Records for this task
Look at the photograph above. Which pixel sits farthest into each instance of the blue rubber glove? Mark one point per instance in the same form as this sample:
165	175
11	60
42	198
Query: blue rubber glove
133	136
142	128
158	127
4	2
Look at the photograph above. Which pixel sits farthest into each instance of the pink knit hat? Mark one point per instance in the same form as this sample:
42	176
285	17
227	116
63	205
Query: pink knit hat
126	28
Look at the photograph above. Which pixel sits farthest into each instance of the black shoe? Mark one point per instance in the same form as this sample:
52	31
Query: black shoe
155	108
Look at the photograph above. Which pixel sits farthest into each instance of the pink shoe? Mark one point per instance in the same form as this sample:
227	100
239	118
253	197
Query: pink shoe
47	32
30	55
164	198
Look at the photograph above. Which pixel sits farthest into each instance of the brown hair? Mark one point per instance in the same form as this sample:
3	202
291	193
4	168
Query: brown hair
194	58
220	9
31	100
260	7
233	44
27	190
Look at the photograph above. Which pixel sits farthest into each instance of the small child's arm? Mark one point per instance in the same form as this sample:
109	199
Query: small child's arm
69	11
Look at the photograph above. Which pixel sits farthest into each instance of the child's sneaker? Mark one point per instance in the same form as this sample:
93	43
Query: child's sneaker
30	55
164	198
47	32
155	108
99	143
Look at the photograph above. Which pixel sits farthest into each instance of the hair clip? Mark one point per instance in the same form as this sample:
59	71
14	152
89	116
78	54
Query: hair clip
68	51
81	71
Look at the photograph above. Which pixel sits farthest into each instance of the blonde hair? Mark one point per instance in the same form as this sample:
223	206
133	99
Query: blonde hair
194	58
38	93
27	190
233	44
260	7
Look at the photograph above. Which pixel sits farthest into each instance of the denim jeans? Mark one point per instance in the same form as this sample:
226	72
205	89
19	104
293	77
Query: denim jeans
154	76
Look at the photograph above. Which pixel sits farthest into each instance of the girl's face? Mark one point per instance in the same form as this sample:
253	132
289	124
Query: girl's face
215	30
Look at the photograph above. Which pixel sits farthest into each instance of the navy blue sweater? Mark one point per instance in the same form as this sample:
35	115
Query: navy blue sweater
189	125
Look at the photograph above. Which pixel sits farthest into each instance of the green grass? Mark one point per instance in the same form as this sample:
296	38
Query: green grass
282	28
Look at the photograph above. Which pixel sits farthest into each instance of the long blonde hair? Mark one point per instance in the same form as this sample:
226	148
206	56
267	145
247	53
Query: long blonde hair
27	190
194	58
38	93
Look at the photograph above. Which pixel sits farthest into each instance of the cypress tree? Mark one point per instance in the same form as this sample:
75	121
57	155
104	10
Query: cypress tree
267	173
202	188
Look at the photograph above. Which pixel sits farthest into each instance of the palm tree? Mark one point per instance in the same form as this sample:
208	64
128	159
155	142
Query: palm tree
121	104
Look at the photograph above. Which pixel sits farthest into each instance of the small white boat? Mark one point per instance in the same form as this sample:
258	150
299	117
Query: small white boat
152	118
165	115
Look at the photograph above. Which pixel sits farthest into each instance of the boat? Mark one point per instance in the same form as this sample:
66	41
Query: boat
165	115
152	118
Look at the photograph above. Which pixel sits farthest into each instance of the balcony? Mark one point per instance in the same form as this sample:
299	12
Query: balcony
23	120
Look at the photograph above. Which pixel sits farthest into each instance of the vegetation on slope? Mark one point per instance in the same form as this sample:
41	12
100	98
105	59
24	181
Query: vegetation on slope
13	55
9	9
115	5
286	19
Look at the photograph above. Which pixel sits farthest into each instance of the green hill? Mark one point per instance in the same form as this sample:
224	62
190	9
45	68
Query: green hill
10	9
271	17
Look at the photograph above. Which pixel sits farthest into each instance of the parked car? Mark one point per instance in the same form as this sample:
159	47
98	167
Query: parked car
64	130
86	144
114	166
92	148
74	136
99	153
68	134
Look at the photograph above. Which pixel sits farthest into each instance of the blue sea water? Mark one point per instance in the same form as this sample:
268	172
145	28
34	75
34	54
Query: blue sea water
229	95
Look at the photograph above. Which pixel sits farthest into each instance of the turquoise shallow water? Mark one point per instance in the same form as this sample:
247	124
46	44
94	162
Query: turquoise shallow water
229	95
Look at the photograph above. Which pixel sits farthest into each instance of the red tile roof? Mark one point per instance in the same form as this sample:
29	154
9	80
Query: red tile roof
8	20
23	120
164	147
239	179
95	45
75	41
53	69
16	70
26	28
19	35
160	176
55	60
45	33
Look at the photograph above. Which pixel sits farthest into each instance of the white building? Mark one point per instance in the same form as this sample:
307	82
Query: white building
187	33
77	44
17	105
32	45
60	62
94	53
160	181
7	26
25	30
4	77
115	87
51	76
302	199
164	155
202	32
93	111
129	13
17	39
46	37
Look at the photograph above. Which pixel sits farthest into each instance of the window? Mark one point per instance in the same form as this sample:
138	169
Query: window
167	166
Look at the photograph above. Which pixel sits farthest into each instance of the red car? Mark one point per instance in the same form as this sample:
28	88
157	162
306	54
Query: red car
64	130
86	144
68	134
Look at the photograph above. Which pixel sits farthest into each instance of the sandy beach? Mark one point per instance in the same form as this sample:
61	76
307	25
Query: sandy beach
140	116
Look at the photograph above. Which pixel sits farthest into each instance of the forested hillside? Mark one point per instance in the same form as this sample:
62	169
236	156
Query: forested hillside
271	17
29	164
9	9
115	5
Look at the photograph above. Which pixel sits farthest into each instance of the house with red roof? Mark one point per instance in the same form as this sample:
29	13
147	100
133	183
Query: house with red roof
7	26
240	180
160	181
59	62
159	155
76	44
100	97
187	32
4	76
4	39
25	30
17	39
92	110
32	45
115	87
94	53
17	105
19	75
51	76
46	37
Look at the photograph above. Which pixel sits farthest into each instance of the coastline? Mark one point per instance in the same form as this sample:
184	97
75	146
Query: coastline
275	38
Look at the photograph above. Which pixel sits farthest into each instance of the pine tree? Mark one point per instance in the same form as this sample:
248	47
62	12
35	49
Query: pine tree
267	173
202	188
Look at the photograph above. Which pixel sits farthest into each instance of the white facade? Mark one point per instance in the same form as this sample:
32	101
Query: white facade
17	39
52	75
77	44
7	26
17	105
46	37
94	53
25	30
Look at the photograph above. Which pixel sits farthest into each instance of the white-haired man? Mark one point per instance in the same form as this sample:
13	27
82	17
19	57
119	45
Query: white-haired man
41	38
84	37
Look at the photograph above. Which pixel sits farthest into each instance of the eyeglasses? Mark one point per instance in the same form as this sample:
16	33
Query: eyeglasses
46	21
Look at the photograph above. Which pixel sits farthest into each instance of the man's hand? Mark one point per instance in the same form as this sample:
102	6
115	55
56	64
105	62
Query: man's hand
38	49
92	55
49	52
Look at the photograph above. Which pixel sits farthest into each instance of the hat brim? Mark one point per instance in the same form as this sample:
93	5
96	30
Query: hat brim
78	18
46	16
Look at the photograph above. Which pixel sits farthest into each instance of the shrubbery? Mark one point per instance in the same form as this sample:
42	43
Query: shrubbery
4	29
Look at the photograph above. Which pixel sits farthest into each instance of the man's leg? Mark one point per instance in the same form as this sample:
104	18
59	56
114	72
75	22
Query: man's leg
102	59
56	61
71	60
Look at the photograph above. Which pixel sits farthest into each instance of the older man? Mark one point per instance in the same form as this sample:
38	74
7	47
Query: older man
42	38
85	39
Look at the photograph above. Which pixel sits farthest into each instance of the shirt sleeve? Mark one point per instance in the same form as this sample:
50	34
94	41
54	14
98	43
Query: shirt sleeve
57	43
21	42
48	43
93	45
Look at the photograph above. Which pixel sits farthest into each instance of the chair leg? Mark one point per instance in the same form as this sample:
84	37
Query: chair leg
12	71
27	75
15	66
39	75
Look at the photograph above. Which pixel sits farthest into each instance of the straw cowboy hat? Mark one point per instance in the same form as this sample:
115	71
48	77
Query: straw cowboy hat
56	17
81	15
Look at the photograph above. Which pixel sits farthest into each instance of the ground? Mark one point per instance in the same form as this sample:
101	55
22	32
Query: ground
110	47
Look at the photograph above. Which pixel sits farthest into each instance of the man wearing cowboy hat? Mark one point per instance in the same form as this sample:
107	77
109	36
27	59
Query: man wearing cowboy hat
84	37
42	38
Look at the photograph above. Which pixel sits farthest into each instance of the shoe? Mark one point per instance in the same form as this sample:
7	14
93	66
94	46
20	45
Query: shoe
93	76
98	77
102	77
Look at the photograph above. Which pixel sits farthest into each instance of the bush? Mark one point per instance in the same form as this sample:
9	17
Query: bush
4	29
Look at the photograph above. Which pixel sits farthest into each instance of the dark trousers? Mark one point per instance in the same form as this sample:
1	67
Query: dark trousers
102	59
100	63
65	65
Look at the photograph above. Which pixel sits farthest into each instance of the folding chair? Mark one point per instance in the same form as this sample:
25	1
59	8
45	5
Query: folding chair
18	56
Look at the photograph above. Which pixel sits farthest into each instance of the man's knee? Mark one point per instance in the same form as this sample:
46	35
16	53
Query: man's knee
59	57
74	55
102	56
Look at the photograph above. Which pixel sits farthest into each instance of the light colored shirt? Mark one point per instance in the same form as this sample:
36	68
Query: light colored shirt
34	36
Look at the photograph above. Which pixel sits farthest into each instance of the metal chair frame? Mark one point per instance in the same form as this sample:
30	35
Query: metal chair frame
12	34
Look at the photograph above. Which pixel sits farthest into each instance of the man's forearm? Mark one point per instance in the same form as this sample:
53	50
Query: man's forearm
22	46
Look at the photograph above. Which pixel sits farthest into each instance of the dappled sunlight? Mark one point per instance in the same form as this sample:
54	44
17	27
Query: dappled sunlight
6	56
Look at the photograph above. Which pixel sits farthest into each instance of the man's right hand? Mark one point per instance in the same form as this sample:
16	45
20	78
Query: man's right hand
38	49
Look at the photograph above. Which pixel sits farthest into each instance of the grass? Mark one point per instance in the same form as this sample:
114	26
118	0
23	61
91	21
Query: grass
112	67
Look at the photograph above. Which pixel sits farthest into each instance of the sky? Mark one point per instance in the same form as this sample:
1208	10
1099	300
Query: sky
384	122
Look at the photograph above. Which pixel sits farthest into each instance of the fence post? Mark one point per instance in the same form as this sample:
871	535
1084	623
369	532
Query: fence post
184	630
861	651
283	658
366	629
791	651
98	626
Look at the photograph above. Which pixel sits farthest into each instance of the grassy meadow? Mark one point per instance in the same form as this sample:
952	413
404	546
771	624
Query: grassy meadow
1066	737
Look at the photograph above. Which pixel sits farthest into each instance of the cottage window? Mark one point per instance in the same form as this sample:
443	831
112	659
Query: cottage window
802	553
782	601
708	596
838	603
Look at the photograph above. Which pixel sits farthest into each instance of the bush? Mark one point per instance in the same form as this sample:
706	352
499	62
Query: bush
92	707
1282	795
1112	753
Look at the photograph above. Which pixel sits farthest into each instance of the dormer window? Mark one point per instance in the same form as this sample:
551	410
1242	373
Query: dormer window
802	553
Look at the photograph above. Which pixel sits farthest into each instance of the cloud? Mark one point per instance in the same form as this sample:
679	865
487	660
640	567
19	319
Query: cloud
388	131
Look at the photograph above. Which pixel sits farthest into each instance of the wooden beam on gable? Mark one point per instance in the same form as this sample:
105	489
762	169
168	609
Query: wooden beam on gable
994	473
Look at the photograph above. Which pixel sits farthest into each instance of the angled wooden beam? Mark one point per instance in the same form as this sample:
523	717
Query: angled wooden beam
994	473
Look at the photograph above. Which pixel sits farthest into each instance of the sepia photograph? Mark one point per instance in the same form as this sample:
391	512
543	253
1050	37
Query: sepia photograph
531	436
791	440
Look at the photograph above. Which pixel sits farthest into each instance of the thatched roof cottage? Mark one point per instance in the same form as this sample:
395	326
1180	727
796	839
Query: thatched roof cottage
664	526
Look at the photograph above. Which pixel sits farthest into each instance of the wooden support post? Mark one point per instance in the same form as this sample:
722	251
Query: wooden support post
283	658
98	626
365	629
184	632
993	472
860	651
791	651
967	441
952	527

Problem
Rewrite the stretch from the line containing "the wooden support" through the end of the records, swapping "wooden support post" for "timber support post" and leaving everything else unchanged.

Answer for this exercise
Look at the photograph above. Which pixel sits farthest into each instance of the timber support post? Mark one point per instance in the same form as this sample:
722	251
Query: timber support post
283	658
98	626
365	629
184	632
993	472
860	651
791	651
967	441
952	527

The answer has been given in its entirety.